# EXTRACTED MATERIAL:
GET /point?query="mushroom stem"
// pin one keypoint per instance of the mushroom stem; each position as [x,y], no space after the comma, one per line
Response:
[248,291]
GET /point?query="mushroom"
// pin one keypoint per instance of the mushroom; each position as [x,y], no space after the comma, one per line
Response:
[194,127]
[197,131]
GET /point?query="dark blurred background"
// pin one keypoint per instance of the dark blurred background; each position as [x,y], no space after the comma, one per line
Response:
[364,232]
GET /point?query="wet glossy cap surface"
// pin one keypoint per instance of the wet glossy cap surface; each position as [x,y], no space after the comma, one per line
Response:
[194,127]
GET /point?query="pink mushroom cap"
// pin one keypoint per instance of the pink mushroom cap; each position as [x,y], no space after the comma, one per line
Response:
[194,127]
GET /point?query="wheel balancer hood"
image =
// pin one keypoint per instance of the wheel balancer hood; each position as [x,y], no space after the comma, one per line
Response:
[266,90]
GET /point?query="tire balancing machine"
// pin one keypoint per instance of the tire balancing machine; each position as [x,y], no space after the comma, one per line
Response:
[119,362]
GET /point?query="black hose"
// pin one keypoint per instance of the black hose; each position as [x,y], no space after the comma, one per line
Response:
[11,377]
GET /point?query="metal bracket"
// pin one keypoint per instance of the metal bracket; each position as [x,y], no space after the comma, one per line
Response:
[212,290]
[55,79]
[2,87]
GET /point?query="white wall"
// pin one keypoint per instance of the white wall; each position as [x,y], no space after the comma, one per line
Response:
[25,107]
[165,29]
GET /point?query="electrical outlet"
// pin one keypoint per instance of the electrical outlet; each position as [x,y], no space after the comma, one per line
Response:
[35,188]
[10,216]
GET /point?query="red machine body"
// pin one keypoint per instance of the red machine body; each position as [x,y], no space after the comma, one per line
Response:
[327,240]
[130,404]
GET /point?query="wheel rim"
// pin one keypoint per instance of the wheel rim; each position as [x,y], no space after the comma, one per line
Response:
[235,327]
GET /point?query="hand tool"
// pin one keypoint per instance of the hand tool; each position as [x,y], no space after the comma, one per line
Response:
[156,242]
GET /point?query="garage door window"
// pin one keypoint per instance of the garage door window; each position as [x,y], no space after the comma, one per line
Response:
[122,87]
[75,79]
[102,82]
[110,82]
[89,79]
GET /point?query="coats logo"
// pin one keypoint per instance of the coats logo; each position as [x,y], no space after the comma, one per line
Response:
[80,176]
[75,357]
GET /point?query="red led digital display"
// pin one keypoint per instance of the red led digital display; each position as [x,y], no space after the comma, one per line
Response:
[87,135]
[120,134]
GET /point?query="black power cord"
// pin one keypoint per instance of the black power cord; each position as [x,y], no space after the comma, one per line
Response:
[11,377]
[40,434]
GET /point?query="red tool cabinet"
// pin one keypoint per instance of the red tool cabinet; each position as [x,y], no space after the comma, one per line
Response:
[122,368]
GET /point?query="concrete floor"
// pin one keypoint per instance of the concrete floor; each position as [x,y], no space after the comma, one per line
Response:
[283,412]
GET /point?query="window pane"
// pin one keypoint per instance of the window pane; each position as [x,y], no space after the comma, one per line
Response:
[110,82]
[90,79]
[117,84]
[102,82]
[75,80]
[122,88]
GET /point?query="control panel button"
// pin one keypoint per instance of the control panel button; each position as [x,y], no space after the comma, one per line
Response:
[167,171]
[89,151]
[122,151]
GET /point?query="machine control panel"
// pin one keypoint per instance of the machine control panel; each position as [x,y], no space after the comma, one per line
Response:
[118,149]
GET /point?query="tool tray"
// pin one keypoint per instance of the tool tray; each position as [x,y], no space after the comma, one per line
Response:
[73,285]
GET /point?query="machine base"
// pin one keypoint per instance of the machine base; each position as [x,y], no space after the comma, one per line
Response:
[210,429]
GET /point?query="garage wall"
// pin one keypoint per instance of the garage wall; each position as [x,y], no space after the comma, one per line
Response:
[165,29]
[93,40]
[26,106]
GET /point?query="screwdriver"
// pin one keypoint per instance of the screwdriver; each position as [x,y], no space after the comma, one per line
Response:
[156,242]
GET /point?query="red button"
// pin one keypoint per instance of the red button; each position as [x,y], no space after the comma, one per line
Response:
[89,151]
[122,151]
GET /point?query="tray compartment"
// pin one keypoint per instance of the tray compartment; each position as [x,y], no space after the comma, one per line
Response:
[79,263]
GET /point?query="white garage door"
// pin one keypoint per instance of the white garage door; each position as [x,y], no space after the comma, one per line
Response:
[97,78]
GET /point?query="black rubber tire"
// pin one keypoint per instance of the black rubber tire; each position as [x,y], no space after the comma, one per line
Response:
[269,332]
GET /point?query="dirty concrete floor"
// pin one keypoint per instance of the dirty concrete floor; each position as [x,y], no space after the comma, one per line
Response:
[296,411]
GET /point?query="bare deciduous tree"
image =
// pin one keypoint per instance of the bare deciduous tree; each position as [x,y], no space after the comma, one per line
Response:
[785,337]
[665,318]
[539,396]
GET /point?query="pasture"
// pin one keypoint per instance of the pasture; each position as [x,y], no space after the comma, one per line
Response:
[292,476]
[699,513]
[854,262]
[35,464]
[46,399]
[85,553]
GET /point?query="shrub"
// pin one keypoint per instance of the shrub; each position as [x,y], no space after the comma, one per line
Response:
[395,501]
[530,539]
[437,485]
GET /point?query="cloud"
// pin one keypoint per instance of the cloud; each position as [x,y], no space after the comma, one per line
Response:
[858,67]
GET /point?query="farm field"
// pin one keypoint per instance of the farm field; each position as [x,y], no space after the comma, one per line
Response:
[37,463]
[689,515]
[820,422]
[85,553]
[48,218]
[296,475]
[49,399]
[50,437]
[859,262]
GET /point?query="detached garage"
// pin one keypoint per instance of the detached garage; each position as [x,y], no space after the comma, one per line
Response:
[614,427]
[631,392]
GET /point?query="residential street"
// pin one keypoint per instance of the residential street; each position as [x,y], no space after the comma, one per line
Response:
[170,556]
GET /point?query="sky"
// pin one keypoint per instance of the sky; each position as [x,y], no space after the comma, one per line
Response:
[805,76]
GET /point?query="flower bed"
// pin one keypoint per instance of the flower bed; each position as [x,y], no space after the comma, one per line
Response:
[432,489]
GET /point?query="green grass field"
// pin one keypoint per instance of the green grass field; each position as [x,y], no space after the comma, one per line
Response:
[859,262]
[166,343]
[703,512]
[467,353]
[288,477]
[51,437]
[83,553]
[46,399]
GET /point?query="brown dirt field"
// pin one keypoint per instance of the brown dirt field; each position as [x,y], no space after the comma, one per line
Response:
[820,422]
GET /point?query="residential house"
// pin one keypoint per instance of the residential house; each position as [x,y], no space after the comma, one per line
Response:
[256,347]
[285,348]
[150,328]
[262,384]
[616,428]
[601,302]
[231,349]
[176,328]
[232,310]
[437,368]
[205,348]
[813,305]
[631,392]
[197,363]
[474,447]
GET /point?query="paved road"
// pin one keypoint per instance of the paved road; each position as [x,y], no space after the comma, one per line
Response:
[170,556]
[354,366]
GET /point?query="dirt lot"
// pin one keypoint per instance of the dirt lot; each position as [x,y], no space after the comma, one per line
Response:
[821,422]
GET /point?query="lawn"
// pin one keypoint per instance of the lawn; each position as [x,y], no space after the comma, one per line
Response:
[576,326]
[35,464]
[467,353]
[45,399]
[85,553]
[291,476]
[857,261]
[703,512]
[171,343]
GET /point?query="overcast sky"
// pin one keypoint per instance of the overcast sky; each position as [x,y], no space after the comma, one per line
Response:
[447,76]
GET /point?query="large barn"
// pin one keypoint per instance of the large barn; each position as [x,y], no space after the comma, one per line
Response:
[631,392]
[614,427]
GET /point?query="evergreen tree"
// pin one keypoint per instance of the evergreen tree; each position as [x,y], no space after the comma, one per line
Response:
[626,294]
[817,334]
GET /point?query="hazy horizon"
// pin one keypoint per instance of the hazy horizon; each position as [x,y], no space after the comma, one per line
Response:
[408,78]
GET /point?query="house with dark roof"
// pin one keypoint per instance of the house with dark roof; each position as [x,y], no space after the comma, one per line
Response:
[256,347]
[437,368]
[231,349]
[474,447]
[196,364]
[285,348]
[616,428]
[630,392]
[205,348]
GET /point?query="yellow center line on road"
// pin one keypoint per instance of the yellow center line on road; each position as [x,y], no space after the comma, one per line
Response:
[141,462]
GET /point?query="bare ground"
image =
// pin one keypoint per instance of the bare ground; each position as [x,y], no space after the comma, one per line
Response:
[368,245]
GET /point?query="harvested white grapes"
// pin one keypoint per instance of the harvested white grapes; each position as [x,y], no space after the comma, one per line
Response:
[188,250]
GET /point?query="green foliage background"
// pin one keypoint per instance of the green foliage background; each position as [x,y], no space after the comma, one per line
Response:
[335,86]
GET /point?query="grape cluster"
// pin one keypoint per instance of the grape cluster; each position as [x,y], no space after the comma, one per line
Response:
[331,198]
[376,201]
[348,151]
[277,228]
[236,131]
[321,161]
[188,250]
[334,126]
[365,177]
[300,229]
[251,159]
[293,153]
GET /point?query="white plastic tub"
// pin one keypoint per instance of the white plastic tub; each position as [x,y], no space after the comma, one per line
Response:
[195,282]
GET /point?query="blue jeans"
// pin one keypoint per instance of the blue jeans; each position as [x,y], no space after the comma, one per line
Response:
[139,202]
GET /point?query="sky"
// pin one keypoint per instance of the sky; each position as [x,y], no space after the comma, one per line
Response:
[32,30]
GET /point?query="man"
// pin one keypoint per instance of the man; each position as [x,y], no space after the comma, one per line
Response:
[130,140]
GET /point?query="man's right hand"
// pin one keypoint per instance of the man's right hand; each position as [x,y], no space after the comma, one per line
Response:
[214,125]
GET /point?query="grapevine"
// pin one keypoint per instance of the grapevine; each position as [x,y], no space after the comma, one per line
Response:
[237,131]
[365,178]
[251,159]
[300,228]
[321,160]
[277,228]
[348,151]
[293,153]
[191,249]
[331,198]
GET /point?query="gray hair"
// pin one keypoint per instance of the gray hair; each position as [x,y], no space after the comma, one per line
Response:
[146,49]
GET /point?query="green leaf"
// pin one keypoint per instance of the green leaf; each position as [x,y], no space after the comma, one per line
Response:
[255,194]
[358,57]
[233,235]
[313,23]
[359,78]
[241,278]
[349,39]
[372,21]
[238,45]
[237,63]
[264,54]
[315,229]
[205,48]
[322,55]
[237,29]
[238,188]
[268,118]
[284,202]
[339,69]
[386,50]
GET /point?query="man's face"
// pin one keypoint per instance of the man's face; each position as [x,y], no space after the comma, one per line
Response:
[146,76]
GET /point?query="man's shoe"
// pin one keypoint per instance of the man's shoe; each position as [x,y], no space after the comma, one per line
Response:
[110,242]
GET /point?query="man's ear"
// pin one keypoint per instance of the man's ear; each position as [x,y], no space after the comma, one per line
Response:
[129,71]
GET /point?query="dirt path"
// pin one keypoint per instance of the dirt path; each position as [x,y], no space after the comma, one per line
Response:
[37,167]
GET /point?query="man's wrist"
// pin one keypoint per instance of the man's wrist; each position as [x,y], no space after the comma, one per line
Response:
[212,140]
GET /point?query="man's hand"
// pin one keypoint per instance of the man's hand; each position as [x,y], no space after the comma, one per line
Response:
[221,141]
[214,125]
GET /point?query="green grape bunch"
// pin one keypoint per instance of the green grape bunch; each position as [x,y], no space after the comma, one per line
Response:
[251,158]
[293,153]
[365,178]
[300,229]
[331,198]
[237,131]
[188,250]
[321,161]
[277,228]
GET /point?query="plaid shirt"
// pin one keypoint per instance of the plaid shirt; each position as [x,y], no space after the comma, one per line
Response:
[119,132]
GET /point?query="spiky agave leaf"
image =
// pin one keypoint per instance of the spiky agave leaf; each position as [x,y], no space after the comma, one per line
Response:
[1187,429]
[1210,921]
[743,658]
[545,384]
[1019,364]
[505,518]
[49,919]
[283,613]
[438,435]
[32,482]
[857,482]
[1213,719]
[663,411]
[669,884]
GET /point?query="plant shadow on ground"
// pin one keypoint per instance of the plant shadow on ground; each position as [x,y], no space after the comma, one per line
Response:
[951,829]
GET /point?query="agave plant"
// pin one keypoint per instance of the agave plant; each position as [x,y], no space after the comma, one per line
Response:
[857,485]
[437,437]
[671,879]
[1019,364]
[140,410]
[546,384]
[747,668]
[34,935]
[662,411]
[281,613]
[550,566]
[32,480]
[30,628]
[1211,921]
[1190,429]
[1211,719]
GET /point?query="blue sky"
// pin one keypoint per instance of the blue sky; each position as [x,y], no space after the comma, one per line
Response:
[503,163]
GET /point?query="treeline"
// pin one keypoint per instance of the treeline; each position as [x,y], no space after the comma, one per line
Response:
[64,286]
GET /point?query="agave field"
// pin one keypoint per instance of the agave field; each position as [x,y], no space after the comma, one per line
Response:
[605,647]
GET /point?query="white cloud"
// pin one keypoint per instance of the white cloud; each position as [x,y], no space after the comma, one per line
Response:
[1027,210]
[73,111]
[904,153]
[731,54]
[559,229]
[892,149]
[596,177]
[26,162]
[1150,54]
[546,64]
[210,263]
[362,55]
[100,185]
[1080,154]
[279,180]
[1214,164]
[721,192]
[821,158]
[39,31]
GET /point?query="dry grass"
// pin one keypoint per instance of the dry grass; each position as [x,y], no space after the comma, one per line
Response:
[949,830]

# TASK STATEMENT:
Collect every line of the data above that contains the string "bracket".

# ANSWER TO THIS TASK:
GET /point?query="metal bracket"
// pin one keypoint per instance of the metal bracket; each position as [x,y], no space after the comma, one per line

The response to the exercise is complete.